> _Required action_:
Please print every record below exactly as it appears.

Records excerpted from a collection
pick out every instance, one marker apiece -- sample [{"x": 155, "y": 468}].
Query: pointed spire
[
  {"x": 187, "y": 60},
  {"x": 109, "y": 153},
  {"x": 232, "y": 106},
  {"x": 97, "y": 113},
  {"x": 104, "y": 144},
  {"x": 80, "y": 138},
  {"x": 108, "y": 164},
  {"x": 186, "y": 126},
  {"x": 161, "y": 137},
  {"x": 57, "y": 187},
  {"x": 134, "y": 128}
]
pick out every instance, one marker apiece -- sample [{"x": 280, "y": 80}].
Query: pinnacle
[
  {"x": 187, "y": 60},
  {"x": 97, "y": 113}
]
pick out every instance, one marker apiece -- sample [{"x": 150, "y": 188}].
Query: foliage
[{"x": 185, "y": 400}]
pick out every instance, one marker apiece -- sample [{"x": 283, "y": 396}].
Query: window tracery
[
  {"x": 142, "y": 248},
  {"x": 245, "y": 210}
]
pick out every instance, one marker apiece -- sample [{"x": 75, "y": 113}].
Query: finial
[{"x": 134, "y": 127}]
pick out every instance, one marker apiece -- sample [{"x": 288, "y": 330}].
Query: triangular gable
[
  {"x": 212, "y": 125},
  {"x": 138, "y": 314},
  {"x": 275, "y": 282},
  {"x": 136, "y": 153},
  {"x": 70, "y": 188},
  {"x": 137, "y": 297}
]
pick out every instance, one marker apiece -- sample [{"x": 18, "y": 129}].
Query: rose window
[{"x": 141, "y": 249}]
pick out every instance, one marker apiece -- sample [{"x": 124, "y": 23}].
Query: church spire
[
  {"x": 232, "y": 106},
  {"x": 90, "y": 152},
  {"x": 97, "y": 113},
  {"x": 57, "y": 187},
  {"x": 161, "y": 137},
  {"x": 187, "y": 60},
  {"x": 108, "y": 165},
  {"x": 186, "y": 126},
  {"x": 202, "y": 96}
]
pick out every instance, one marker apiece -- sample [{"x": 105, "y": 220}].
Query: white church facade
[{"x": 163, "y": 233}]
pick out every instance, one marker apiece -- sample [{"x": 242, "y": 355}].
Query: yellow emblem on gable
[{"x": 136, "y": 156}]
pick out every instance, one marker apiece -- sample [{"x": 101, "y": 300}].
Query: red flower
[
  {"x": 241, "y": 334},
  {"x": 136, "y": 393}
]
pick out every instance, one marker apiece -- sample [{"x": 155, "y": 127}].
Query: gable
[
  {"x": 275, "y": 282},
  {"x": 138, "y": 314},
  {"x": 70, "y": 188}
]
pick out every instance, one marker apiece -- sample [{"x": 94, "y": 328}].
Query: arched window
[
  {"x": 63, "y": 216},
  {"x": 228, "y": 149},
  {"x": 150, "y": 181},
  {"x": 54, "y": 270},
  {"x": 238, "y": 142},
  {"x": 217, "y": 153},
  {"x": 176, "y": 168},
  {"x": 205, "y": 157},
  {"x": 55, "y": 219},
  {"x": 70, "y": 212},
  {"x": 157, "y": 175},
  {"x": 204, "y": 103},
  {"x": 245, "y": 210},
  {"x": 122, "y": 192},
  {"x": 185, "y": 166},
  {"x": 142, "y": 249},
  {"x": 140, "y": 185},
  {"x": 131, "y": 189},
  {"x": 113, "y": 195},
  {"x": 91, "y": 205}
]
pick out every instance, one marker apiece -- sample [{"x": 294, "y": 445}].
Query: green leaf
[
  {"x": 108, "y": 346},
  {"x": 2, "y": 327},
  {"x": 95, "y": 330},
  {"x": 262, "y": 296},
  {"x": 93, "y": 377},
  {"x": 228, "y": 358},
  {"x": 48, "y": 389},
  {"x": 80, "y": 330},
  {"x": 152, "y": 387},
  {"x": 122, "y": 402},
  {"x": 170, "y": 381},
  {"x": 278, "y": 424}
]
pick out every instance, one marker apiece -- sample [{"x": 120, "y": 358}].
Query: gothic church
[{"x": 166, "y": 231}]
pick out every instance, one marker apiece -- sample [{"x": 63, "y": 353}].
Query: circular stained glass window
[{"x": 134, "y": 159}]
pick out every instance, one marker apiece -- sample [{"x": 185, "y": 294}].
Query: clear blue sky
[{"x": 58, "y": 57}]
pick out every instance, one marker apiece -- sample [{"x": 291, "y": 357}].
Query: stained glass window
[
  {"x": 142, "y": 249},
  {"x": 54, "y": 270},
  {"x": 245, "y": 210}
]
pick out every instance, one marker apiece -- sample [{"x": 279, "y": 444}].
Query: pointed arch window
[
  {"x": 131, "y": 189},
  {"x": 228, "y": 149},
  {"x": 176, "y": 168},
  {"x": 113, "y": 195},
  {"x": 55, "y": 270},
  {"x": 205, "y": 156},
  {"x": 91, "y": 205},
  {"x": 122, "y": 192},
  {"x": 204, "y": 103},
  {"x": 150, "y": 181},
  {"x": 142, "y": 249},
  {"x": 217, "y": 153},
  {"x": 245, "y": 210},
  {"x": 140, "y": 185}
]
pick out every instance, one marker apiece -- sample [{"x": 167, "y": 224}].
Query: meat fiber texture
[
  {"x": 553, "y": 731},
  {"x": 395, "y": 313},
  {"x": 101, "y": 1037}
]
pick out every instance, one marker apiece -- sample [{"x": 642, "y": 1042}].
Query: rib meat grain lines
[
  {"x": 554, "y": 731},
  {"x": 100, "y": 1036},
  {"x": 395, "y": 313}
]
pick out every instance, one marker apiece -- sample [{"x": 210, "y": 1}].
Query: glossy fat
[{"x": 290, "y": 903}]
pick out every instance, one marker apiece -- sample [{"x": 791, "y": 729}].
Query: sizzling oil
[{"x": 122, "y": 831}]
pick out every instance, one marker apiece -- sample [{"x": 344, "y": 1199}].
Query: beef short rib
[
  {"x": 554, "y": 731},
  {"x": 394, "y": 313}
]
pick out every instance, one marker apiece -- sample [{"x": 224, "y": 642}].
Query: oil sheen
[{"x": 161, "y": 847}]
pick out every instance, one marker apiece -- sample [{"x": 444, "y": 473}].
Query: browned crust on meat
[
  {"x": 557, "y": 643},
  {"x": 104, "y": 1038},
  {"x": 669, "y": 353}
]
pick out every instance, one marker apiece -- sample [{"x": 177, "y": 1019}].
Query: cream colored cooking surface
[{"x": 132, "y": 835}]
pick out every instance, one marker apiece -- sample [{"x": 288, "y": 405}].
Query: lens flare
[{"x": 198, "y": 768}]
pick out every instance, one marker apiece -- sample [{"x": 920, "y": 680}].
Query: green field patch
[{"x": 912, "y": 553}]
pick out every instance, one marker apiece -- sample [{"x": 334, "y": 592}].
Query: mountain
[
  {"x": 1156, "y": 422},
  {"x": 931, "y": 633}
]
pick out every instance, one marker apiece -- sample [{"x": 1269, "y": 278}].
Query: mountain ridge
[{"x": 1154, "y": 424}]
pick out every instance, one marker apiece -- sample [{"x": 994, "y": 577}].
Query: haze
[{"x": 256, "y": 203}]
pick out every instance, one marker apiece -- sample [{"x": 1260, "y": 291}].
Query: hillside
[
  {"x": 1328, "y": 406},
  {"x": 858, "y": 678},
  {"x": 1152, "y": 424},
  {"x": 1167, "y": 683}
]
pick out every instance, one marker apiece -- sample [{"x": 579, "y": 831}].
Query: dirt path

> _Your solution_:
pick out every instance, one marker apiece -- sample [{"x": 155, "y": 468}].
Query: pointed spire
[
  {"x": 187, "y": 60},
  {"x": 109, "y": 153},
  {"x": 232, "y": 106},
  {"x": 97, "y": 113},
  {"x": 104, "y": 144},
  {"x": 80, "y": 138},
  {"x": 108, "y": 164},
  {"x": 186, "y": 126},
  {"x": 161, "y": 137},
  {"x": 57, "y": 187},
  {"x": 134, "y": 128}
]
pick out every instance, one marker apiece -- sample [{"x": 280, "y": 80}].
Query: pinnacle
[
  {"x": 187, "y": 60},
  {"x": 97, "y": 113}
]
pick out every instance, one marker apiece -- sample [{"x": 150, "y": 188}].
Query: foliage
[{"x": 185, "y": 400}]
pick out every instance, one marker apiece -- sample [{"x": 283, "y": 396}].
Query: window tracery
[
  {"x": 142, "y": 248},
  {"x": 245, "y": 210}
]
pick out every instance, one marker apiece -- sample [{"x": 75, "y": 113}].
Query: finial
[{"x": 134, "y": 127}]
pick out every instance, one marker apiece -- sample [{"x": 288, "y": 330}].
Query: triangular gable
[
  {"x": 212, "y": 125},
  {"x": 138, "y": 314},
  {"x": 275, "y": 282},
  {"x": 136, "y": 153},
  {"x": 70, "y": 188},
  {"x": 137, "y": 297}
]
pick out every instance, one marker apiece -- sample [{"x": 18, "y": 129}].
Query: rose window
[{"x": 141, "y": 249}]
pick out every instance, one marker apiece -- sample [{"x": 124, "y": 23}].
Query: church spire
[
  {"x": 232, "y": 106},
  {"x": 90, "y": 152},
  {"x": 97, "y": 113},
  {"x": 57, "y": 187},
  {"x": 161, "y": 137},
  {"x": 187, "y": 60},
  {"x": 108, "y": 165},
  {"x": 186, "y": 126},
  {"x": 202, "y": 96}
]
pick out every instance, one marker apiece -- sample [{"x": 105, "y": 220}].
Query: white church facade
[{"x": 163, "y": 233}]
pick out every instance, one marker apiece -- sample [{"x": 242, "y": 355}].
Query: yellow emblem on gable
[{"x": 136, "y": 156}]
pick out every instance, one marker apiece -- sample [{"x": 101, "y": 300}].
Query: red flower
[
  {"x": 241, "y": 334},
  {"x": 136, "y": 393}
]
pick out every instance, one marker apiece -- sample [{"x": 155, "y": 127}].
Query: gable
[
  {"x": 275, "y": 282},
  {"x": 138, "y": 314},
  {"x": 70, "y": 188}
]
pick out every instance, one marker apiece -- sample [{"x": 94, "y": 328}].
Query: arched window
[
  {"x": 63, "y": 216},
  {"x": 228, "y": 149},
  {"x": 150, "y": 181},
  {"x": 54, "y": 270},
  {"x": 238, "y": 142},
  {"x": 217, "y": 153},
  {"x": 176, "y": 168},
  {"x": 205, "y": 157},
  {"x": 55, "y": 219},
  {"x": 70, "y": 212},
  {"x": 157, "y": 175},
  {"x": 204, "y": 103},
  {"x": 245, "y": 210},
  {"x": 122, "y": 192},
  {"x": 185, "y": 166},
  {"x": 142, "y": 249},
  {"x": 140, "y": 185},
  {"x": 131, "y": 189},
  {"x": 113, "y": 195},
  {"x": 91, "y": 205}
]
pick out every instance, one marker apiece -- sample [{"x": 294, "y": 445}].
Query: green leaf
[
  {"x": 108, "y": 346},
  {"x": 2, "y": 327},
  {"x": 95, "y": 330},
  {"x": 262, "y": 296},
  {"x": 93, "y": 377},
  {"x": 228, "y": 358},
  {"x": 48, "y": 389},
  {"x": 80, "y": 330},
  {"x": 152, "y": 387},
  {"x": 122, "y": 402},
  {"x": 170, "y": 381},
  {"x": 278, "y": 424}
]
pick out every instance, one marker apiece -- sample [{"x": 120, "y": 358}].
Query: gothic church
[{"x": 166, "y": 231}]
pick out every instance, one marker apiece -- sample [{"x": 63, "y": 353}].
Query: circular stained glass window
[{"x": 134, "y": 159}]
pick out every instance, one marker apiece -- sample [{"x": 185, "y": 294}].
Query: clear blue sky
[{"x": 58, "y": 57}]
pick out every instance, one marker apiece -- sample [{"x": 291, "y": 357}].
Query: stained glass window
[
  {"x": 142, "y": 249},
  {"x": 54, "y": 270},
  {"x": 245, "y": 210}
]
pick out every instance, one marker apiece -- sample [{"x": 279, "y": 444}].
Query: pointed arch window
[
  {"x": 131, "y": 189},
  {"x": 228, "y": 149},
  {"x": 176, "y": 168},
  {"x": 113, "y": 195},
  {"x": 55, "y": 270},
  {"x": 205, "y": 156},
  {"x": 91, "y": 205},
  {"x": 122, "y": 192},
  {"x": 204, "y": 103},
  {"x": 150, "y": 181},
  {"x": 142, "y": 249},
  {"x": 217, "y": 153},
  {"x": 245, "y": 210},
  {"x": 140, "y": 185}
]
pick out every instance, one marker apiece -- sample [{"x": 167, "y": 224}].
Query: meat fiber texture
[
  {"x": 553, "y": 731},
  {"x": 395, "y": 313},
  {"x": 101, "y": 1037}
]
pick out every instance, one marker apiece -- sample [{"x": 642, "y": 1042}].
Query: rib meat grain lines
[
  {"x": 554, "y": 731},
  {"x": 100, "y": 1036},
  {"x": 395, "y": 313}
]
pick out every instance, one marker apiece -- sample [{"x": 210, "y": 1}].
Query: glossy fat
[{"x": 290, "y": 903}]
pick out every instance, one marker apiece -- sample [{"x": 791, "y": 729}].
Query: sizzling oil
[{"x": 122, "y": 831}]
pick out every instance, one marker apiece -- sample [{"x": 344, "y": 1199}].
Query: beef short rib
[
  {"x": 554, "y": 731},
  {"x": 394, "y": 313}
]
pick out every instance, one marker apiece -- sample [{"x": 224, "y": 642}].
Query: oil sheen
[{"x": 161, "y": 847}]
pick out every instance, one marker apiece -- sample [{"x": 444, "y": 473}].
Query: browned crust on meat
[
  {"x": 557, "y": 643},
  {"x": 104, "y": 1038},
  {"x": 669, "y": 353}
]
pick out every instance, one marker apiece -- sample [{"x": 177, "y": 1019}].
Query: cream colored cooking surface
[{"x": 132, "y": 835}]
pick out every instance, one marker apiece -- sample [{"x": 288, "y": 405}].
Query: lens flare
[{"x": 198, "y": 768}]
pick out every instance, one marker apiece -- sample [{"x": 920, "y": 680}].
Query: green field patch
[{"x": 912, "y": 553}]
pick out every instance, one marker apiece -- sample [{"x": 334, "y": 592}].
Query: mountain
[
  {"x": 1156, "y": 422},
  {"x": 931, "y": 633}
]
pick out every instance, one marker apiece -- sample [{"x": 1269, "y": 278}].
Query: mountain ridge
[{"x": 1154, "y": 424}]
pick out every instance, one marker apiece -- sample [{"x": 994, "y": 577}].
Query: haze
[{"x": 256, "y": 203}]
pick out every instance, one marker apiece -- sample [{"x": 1260, "y": 291}].
Query: hillside
[
  {"x": 1328, "y": 406},
  {"x": 858, "y": 678},
  {"x": 1152, "y": 424},
  {"x": 1167, "y": 683}
]
pick out every instance, one marker apiece -- sample [{"x": 579, "y": 831}].
Query: dirt path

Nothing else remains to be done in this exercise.